TO DO ->
In the horehound candy Christmas piece, where did the great-grandfather hide his candy after first licking it?

-- START PASSAGE SHOWN --

A ‘Horehound’ Candy Christmas!


In a day and age when overindulgence seems to permeate our Christmas season, I was again inspired by a story told long ago by Marlin K. Jensen about his great-grandfather. Perhaps because I had occasion to meet and interact with Marlin Jensen that the story is more personal to me.  He related this story.

“…as a young boy, my great-grandfather arose one Christmas morning with great anticipation and came down from the loft where he slept to inspect the stocking he had hung by the fireplace the previous night. To his dismay he found what was to constitute his entire Christmas that year—one piece of horehound candy! He was immediately faced with a weighty decision: Should he eat the candy in one glorious burst of flavor, or should he make it last? The scarcity of such delicacies apparently convinced him to make it last. He carefully licked the solitary piece of candy a few times and then wrapped it in tissue paper and hid it under his mattress. Each Sunday thereafter, following dinner, he retreated to his bed, retrieved his treasure, and enjoyed a few pleasurable licks. In that way he nursed the piece of candy through an entire year’s enjoyment.
This is obviously not an account of deeds of heroic proportions. And yet, in these times of overindulgence and excess, it is somehow very inspiring and strengthening to me…” (“The Power of a Good life”, Jensen Marlin, April, GC, 1994)
I once recall my mother saying, “I can’t buy my grandchildren anything; they have it all!”  I’ve now reached her age and I can’t help but think the same thing about my grandchildren. May we enjoy this wonderful season by not getting too caught up in the material things that the world tells us will bring happiness. A ‘Horehound Candy Christmas’ can last a lifetime if we are careful to savor the joy that comes when we catch the true spirit of the season.

“Angels Don’t Have Wings!”

-- END PASSAGE SHOWN --
-- START EXCERPTED DATA --

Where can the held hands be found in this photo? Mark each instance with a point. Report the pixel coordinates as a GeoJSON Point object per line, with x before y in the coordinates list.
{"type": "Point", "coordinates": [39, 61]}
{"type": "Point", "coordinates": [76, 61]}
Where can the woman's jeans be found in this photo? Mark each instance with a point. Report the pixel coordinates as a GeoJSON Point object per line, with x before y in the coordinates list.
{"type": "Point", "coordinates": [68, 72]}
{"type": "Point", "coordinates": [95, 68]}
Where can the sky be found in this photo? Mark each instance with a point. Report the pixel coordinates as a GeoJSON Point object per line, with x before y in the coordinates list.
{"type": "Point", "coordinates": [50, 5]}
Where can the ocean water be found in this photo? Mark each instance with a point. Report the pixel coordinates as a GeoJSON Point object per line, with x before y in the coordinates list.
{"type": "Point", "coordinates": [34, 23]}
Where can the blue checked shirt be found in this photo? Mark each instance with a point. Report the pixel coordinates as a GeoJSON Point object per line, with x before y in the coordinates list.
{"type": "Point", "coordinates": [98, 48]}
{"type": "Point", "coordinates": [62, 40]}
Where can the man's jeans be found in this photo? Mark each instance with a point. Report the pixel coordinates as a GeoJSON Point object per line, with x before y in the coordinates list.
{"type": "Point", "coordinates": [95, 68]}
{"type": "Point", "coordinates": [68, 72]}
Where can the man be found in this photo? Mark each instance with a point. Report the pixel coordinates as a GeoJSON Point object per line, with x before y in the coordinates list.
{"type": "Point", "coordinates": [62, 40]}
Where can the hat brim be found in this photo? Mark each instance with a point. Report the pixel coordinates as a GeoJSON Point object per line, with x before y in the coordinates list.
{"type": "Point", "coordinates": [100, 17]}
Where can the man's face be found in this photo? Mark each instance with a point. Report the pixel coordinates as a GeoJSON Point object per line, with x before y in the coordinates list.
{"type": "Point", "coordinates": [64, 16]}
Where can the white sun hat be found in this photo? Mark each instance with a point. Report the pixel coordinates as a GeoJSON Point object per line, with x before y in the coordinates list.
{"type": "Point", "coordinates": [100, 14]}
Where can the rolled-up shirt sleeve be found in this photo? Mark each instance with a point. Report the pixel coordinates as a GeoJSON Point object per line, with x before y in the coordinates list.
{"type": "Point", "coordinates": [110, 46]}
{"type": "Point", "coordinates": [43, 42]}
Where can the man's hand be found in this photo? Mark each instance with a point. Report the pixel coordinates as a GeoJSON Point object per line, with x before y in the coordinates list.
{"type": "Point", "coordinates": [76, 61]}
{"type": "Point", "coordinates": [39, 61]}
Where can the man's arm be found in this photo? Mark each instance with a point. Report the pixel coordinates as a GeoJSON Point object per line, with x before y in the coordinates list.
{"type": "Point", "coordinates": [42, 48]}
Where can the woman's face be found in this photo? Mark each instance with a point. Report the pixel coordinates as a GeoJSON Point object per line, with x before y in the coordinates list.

-- END EXCERPTED DATA --
-- START EXCERPTED DATA --

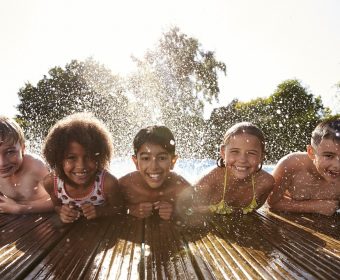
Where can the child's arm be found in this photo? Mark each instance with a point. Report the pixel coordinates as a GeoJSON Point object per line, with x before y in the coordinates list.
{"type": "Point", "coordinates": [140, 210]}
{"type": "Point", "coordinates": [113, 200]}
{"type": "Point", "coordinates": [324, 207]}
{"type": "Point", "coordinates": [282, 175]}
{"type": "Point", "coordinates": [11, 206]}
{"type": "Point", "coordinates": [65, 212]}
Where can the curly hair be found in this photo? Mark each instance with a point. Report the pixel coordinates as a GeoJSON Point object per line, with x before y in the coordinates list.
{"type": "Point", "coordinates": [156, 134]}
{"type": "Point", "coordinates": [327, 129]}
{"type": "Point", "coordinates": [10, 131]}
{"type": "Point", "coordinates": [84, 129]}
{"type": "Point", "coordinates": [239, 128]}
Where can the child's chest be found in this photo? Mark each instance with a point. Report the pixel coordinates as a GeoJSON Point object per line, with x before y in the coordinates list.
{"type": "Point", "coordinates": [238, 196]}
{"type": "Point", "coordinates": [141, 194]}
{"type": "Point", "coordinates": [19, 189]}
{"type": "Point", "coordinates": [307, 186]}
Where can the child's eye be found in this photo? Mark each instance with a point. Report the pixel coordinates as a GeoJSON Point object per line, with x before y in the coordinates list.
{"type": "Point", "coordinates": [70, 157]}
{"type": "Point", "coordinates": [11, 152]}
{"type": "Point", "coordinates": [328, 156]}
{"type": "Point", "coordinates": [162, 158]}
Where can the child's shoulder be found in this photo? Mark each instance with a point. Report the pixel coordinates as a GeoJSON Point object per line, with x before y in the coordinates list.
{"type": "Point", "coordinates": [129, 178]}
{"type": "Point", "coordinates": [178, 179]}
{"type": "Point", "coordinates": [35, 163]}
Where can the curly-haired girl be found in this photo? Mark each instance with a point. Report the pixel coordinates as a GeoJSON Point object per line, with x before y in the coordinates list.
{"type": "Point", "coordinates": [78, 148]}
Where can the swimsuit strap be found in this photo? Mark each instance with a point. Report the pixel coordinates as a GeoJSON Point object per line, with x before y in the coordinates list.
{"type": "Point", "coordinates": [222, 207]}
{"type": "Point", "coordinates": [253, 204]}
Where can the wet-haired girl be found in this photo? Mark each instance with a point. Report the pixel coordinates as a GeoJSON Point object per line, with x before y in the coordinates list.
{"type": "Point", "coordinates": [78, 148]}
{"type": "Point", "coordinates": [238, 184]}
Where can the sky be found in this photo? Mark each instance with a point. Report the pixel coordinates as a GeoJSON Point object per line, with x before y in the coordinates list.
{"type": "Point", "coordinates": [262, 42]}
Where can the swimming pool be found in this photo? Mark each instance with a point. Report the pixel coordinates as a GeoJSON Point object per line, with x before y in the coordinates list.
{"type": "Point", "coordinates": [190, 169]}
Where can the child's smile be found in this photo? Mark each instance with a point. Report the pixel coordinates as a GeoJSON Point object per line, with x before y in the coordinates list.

-- END EXCERPTED DATA --
-- START EXCERPTED DATA --

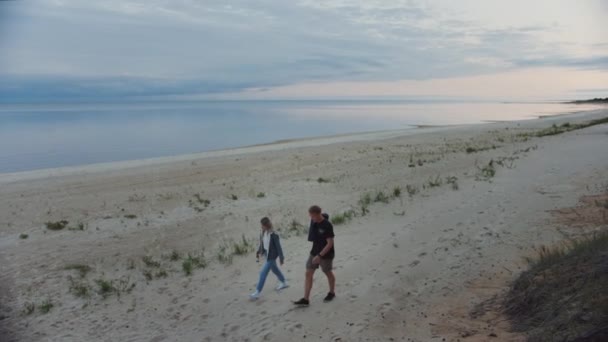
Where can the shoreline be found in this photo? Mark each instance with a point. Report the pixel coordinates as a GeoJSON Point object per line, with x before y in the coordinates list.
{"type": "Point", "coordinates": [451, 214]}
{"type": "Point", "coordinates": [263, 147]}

-- END EXCERPTED DATA --

WRITTEN ANSWER ->
He wrapped it in tissue paper and hid it under his mattress.